▶ _SOURCE INFORMATION_:

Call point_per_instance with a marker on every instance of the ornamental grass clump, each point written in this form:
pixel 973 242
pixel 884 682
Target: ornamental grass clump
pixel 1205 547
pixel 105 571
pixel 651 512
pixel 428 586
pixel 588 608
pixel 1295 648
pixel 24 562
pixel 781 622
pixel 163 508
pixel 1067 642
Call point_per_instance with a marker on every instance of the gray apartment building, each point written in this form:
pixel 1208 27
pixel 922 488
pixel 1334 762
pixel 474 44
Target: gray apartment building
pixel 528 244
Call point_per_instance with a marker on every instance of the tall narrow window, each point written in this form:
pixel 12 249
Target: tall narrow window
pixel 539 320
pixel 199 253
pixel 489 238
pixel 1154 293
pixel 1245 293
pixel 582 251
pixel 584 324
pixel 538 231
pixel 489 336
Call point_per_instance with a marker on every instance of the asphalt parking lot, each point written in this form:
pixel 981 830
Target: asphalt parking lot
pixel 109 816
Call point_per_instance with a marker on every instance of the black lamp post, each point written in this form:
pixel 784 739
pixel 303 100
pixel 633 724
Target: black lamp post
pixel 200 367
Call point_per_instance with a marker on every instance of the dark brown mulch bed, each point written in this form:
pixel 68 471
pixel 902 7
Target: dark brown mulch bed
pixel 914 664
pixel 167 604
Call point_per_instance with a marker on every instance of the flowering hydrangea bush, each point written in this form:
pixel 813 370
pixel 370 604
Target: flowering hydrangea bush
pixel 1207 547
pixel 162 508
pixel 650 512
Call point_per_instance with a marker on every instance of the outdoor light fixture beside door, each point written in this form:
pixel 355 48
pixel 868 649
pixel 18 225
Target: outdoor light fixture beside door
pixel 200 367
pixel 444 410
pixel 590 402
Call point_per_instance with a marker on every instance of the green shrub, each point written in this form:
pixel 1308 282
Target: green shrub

▶ _WORK ORDER_: Pull every line with the string "shrub" from the data above.

▶ _RESPONSE TO THIS TASK_:
Call point_per_instance with a marker on every instance of the green shrub, each point written in this form:
Target: green shrub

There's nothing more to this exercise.